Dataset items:
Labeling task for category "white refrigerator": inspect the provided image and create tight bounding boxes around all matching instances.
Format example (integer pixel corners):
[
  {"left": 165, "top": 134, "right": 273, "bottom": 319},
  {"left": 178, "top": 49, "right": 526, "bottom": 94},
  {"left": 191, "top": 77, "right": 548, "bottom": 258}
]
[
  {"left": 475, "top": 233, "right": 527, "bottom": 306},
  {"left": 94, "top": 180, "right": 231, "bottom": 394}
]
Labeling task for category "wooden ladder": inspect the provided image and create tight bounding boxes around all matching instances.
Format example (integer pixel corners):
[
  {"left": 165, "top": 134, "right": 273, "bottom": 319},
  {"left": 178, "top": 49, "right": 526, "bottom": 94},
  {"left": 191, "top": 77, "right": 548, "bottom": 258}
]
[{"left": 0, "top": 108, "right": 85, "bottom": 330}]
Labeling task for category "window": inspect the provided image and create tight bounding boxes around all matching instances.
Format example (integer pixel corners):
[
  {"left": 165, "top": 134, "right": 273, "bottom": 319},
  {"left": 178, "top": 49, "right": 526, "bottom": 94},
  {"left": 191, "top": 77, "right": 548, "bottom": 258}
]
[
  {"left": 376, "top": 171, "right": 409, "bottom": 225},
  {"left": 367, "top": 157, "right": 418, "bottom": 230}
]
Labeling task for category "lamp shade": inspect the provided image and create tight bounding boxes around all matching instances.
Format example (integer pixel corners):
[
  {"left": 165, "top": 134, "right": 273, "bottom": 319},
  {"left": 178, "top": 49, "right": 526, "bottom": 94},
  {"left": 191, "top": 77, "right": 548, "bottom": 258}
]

> REQUIRED WORK
Copy out every line of the material above that contains the string "bounding".

> WRITTEN ANSWER
Labeling task for category "white refrigerator": inspect the provided image and create tight bounding boxes around all matching instances.
Labeling task for category "wooden ladder": inspect the provided image and create tight bounding boxes around all matching instances.
Labeling task for category "window": inspect the provided image and create tight bounding boxes around all matching instances.
Labeling task for category "lamp shade": inspect the provided image and create tight bounding boxes around all matching instances.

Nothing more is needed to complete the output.